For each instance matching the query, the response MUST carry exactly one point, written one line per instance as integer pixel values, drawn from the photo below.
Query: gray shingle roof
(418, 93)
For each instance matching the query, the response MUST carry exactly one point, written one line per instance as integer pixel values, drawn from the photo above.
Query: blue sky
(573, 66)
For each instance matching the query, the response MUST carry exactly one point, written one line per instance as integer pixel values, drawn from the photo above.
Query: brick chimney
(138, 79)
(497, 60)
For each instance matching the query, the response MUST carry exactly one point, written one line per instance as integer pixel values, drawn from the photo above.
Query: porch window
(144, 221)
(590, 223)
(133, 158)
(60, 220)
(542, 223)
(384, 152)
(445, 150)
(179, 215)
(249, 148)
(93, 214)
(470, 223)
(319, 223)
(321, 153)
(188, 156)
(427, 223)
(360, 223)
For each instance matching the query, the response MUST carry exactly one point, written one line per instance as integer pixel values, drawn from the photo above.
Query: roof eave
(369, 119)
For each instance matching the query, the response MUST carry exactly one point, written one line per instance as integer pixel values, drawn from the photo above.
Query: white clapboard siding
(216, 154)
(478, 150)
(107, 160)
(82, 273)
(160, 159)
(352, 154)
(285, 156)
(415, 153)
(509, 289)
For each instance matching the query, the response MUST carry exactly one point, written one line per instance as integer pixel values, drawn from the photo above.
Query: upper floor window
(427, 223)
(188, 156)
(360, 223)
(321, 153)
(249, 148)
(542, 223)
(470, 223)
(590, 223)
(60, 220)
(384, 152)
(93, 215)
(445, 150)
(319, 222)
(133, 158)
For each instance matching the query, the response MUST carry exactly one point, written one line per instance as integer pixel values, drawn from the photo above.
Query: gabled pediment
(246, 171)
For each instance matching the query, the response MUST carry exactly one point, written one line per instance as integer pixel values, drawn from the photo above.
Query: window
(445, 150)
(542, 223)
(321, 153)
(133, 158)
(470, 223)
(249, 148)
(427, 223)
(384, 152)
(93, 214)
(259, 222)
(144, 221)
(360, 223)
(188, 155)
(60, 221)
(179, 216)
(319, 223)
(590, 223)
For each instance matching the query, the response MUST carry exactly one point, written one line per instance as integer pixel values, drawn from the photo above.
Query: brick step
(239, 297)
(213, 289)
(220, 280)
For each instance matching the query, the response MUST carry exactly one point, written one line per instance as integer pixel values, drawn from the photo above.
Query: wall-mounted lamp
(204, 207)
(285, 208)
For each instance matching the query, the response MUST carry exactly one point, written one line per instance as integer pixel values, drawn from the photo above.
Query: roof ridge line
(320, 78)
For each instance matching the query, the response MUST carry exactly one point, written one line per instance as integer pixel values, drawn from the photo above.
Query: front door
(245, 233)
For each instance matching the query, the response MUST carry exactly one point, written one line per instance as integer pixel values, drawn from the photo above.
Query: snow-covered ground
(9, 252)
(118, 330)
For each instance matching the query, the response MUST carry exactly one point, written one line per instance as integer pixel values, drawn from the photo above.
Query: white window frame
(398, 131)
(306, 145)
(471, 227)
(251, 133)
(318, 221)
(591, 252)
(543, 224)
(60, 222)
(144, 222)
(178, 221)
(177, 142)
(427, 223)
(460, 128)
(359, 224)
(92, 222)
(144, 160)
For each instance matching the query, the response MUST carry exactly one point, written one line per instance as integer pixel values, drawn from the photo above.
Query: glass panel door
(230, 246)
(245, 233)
_ _ _ _ _
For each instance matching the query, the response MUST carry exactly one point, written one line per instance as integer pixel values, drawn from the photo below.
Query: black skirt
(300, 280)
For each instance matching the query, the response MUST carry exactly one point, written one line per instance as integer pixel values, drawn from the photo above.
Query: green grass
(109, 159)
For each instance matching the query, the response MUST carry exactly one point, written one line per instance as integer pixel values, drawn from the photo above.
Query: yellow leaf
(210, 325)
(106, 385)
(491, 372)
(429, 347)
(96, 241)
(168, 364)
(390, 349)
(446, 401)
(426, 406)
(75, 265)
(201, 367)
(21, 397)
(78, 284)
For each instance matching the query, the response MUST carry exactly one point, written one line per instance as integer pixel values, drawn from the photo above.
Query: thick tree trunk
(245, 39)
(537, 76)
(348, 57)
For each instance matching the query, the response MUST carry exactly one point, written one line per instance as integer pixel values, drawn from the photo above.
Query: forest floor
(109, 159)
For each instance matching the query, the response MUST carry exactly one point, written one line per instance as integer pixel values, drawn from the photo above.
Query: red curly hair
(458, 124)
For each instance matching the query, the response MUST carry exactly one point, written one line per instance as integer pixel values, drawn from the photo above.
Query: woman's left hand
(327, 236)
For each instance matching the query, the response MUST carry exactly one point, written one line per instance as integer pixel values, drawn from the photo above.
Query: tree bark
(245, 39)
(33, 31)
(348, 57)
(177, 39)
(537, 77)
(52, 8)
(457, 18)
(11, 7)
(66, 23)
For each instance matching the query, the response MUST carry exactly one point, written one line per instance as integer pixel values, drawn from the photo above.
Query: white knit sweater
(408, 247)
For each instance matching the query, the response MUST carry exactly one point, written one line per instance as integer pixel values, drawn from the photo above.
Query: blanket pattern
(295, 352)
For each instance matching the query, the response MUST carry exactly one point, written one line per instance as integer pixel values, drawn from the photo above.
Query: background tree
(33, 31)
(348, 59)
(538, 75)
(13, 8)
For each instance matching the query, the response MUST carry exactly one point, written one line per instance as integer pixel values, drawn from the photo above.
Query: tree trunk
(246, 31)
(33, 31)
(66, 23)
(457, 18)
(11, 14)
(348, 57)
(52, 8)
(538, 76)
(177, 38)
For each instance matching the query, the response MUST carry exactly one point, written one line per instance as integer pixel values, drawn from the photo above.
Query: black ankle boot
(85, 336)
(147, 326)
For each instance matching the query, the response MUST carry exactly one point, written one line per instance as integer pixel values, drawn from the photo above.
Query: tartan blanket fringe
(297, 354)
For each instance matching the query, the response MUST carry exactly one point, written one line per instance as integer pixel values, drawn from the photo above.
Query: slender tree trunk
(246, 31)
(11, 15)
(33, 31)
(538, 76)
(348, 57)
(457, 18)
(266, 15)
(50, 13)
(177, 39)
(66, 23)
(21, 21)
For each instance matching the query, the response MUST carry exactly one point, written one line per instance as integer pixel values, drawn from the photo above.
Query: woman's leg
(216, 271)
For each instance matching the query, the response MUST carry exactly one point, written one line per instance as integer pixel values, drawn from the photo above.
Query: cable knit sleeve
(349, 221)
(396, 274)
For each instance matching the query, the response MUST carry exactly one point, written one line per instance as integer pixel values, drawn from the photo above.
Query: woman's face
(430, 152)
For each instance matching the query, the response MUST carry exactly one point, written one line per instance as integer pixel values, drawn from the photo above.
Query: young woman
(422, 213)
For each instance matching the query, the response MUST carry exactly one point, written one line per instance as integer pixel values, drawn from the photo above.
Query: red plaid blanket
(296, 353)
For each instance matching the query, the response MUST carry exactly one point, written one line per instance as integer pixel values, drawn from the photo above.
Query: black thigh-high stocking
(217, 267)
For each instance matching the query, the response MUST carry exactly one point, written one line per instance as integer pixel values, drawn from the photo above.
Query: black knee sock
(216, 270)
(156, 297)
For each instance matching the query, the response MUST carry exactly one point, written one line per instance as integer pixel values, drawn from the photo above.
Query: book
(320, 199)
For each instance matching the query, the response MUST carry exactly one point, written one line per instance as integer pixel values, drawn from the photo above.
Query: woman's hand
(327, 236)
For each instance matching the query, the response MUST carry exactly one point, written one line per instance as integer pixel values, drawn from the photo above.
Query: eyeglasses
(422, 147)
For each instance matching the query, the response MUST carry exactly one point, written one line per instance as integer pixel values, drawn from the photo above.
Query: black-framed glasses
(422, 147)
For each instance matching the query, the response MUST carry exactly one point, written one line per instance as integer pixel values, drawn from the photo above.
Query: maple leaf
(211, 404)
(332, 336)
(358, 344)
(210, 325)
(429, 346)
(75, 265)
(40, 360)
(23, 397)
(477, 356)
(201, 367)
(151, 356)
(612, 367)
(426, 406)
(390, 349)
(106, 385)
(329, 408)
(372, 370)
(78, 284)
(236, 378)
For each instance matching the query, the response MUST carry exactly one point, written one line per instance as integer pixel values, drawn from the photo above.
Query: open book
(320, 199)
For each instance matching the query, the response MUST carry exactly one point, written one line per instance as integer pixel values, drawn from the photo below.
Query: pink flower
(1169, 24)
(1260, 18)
_ _ _ _ _
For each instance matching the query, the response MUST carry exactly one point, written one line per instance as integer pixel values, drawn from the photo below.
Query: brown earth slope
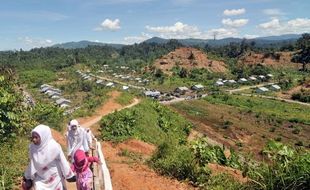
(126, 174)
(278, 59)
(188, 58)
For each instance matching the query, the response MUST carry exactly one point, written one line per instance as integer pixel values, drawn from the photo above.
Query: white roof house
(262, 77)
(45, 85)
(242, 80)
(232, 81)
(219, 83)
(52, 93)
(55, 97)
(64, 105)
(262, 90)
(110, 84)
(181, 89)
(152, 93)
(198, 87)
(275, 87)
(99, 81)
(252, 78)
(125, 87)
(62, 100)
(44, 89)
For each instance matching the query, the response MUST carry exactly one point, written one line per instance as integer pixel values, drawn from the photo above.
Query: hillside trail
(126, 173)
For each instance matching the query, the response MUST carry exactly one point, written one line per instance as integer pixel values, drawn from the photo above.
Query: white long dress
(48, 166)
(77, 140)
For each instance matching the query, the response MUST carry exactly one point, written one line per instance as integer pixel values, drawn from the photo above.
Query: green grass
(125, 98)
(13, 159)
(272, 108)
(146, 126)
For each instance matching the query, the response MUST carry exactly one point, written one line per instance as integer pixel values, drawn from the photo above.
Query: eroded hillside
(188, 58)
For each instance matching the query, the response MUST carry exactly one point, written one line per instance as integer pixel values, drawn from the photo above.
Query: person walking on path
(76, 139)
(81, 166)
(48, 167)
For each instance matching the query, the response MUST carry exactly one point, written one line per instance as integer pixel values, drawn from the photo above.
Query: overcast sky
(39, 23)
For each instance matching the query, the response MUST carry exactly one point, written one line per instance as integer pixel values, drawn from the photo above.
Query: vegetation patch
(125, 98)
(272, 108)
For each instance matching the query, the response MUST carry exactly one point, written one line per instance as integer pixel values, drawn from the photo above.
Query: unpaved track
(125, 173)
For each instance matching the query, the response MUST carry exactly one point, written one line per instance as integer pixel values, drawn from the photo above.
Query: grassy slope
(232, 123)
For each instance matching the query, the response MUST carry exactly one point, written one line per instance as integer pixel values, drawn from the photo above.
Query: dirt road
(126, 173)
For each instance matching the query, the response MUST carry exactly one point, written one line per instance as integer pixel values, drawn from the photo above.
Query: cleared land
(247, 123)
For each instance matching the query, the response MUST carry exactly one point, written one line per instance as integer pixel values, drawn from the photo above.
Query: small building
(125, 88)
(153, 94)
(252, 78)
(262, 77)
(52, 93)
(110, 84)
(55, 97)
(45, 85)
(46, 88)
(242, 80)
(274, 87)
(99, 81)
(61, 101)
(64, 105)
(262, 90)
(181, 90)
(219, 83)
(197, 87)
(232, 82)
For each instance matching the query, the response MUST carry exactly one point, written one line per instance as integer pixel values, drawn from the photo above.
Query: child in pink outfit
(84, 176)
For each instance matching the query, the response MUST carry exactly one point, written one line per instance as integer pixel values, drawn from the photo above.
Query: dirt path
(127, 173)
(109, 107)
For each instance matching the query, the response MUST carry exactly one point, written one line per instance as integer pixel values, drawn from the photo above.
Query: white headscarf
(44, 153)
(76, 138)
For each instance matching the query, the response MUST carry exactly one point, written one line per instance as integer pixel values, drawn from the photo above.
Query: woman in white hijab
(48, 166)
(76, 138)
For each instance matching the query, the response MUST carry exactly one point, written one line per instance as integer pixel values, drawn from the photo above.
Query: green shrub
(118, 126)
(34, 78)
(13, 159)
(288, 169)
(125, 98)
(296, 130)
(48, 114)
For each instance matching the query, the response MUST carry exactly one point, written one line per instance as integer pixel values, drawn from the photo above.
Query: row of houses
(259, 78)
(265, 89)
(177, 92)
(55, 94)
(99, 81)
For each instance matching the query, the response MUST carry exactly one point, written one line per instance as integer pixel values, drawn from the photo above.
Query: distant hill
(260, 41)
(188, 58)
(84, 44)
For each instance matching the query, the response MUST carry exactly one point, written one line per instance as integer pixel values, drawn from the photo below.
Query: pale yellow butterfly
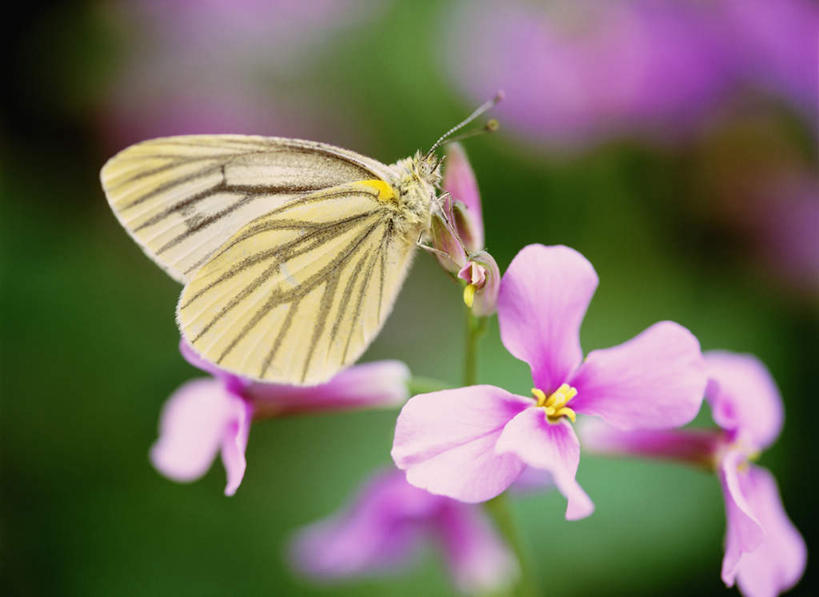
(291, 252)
_ _ _ _ _
§ **Problem to solve**:
Select each line in the rows above that contains the word "woman" and copy it out.

§ **Result for this task**:
Query: woman's left hand
Query: woman's leg
Query: woman's face
Query: young woman
Query: woman's hand
Query: woman in white hijab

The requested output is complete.